▶ Soal dan Tugas
**a)** Dalam teks tentang pengobatan sindrom Menkes, penanganan apa yang dianggap paling efektif dibandingkan pemenuhan tembaga secara oral?
**b)** Lanjutkan teks tentang pengobatan sindrom Menkes mulai dari kalimat sesudah bagian terakhir yang ditampilkan.

▶ Teks untuk Ditelaah

Pengobatan Sindrom Menkes

Penanganan sindrom Menkes diterapkan sesuai dengan tingkat keparahan dari mutasi gen ATP7A dan seberapa baik fungsi gen ini di dalam tubuh pasien [1].

Karena mutasi gen ATP7A menjadi penyebab utama tubuh mengalami kekurangan mineral tembaga, maka tujuan penanganan sindrom Menkes adalah memenuhi kebutuhan mineral tembaga di dalam tubuh pasien serta enzim-enzim yang dibutuhkan tubuh untuk bekerja dengan baik [1].

Histidin tembaga atau copper histidine dianggap sebagai penanganan yang memiliki efektivitas paling besar daripada pemenuhan tembaga secara oral [1,2,3,4,5,6].

Efektivitas dari metode penanganan ini dapat lebih terlihat pada pasien sebelum usia 3 minggu. Beberapa manfaat copper histidine antara lain adalah [1] :

  • Mengatasi gejala pada rambut dan kulit.
  • Menambah berat badan pasien.
  • Meningkatkan kemampuan sosial kognitif pasien.
  • Meningkatkan tonus otot.

Selain copper histidine, terdapat beberapa bentuk penanganan lainnya yang dapat membantu meredakan gejala sindrom Menkes, yaitu [1,4] :

  • Selang makan untuk membantu pasien mendapatkan nutrisi yang cukup dan seimbang.
  • Selang gastrotomi atau G-tube yang dapat membantu pasien dengan disfagia.
  • Antiepileptik untuk pasien yang mengalami kejang.
  • Prosedur bedah untuk pasien yang mengalami komplikasi urologis.
  • Terapi bicara, terapi okupasi dan terapi fisik untuk mendukung pengobatan medis.
  • Alat bantu ortopedi untuk pasien dengan masalah jaringan ikat.

Entri data tersimpan

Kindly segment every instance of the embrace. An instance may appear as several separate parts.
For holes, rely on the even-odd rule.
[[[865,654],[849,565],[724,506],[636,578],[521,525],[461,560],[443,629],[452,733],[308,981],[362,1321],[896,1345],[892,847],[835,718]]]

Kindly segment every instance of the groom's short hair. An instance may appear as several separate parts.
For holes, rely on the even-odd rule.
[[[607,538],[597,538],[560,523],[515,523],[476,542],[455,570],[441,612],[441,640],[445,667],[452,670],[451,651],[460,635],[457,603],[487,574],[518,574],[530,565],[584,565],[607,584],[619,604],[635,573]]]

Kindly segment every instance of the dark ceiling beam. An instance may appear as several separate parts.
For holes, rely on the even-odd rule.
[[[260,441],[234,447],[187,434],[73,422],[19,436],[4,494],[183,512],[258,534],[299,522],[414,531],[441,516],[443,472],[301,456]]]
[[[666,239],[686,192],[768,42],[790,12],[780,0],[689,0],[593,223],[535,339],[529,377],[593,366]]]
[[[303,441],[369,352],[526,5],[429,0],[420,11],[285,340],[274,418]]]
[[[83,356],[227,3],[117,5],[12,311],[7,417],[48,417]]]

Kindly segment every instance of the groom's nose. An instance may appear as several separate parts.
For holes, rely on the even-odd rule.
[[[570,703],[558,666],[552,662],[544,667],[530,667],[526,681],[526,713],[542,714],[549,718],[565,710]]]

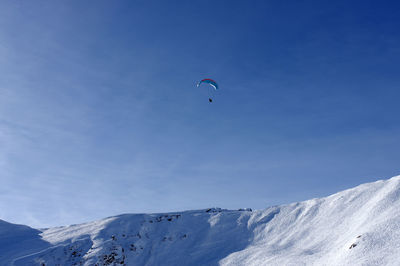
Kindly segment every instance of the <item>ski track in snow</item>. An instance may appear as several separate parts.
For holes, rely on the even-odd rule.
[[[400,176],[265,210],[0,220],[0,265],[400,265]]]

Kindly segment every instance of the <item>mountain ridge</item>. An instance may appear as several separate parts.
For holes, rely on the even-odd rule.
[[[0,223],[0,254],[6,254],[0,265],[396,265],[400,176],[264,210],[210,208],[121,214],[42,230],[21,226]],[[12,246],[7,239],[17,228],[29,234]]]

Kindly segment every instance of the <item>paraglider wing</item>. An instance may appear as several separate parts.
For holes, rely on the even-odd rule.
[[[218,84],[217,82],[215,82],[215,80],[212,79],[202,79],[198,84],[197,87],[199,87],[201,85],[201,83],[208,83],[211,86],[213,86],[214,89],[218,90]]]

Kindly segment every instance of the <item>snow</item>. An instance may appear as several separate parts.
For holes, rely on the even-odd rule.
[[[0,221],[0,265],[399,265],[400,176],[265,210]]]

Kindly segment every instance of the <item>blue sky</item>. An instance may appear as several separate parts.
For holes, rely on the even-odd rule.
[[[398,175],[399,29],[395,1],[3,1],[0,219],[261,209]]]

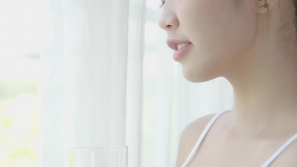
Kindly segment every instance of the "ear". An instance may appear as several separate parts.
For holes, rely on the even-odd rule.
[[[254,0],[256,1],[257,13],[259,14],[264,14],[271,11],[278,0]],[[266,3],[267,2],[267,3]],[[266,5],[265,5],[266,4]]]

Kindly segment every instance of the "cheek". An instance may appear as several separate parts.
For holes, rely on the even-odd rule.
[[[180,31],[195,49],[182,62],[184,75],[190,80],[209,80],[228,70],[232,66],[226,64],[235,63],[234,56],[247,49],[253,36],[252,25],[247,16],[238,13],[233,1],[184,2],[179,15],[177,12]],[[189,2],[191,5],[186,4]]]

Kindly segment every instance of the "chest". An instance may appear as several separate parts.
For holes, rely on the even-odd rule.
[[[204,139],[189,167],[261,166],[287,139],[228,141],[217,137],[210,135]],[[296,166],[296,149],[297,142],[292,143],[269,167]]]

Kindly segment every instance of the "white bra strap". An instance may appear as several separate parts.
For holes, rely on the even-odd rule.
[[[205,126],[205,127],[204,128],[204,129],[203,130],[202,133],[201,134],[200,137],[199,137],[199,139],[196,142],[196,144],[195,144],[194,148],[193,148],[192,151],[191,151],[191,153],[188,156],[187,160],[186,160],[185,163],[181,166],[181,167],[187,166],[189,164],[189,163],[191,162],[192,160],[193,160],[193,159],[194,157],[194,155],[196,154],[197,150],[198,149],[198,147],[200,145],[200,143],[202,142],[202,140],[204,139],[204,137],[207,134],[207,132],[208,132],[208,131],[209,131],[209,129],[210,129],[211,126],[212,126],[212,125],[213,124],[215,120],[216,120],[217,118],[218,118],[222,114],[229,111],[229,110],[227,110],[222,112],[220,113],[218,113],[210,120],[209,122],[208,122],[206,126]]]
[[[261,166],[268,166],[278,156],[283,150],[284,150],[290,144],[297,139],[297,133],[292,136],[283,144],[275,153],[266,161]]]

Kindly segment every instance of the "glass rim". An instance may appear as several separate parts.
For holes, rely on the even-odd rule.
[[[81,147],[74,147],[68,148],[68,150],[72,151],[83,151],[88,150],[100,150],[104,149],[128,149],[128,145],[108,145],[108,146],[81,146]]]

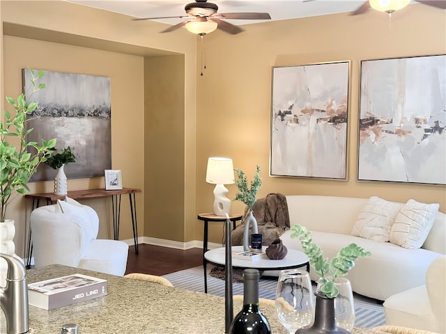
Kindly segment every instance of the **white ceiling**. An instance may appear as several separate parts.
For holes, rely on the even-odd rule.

▶ Jawaban Tiap Tugas
**a)** Histidin tembaga atau copper histidine.

**b)**
Tinjauan
Copper histidine, selang makan (feeding tube), G-tube, antiepileptik, prosedur bedah, hingga alat bantu ortopedi dapat membantu menangani gejala maupun komplikasi penderita sindrom Menkes. Pengobatan sindrom Menkes disesuaikan dengan jenis kondisi gejala serta tingkat keparahannya.

Komplikasi Sindrom Menkes

Ketika sindrom Menkes terlambat dalam pendeteksiannya, beberapa risiko komplikasi yang dapat terjadi antara lain meliputi [1,2] :

  • Tubuh kejang
  • Infeksi berulang (termasuk infeksi pernapasan)
  • Kebutaan
  • Hematoma subdural (penggumpalan darah)
  • Keterlambatan tumbuh kembang
  • Osteoporosis atau penurunan kepadatan tulang
  • Patah tulang
  • Emfisema atau gangguan kesehatan bersifat kronis yang diakibatkan oleh kantong udara kecil di paru-paru yang mengalami gangguan serta keruksakan.
  • Sindrom tanduk oksipital
  • Pecahnya arteri pada otak
  • Kematian

Risiko kematian tetap tinggi pada penderita sindrom Menkes terutama pada saat menginjak usia 3 tahun; hal ini dapat disebabkan oleh keterlambatan atau ketidaktepatan dalam penanganan [1].

Tinjauan
Walaupun gejala utama sindrom Menkes meliputi gangguan dan kelainan pada kulit maupun rambut, sejumlah risiko komplikasi dapat berkaitan dengan fungsi penglihatan, kesehatan tulang, keterlambatan tumbuh kembang, infeksi yang akan terjadi berulang kali, hingga kematian (apabila tak segera ditangani).

Pencegahan Sindrom Menkes

Belum diketahui bagaimana cara mencegah agar sindrom Menkes tidak terjadi sama sekali karena kondisi ini merupakan kelainan genetik [5].

Namun untuk mendeteksi dan menangani secara dini, para ibu hamil sangat dianjurkan untuk menempuh tes dan konseling genetik pada masa awal-awal kehamilan secara rutin.

Pada pemilik keluarga dengan riwayat kelainan genetik, periksakan rutin kondisi kehamilan untuk mengetahui kondisi janin dan perkembangannya.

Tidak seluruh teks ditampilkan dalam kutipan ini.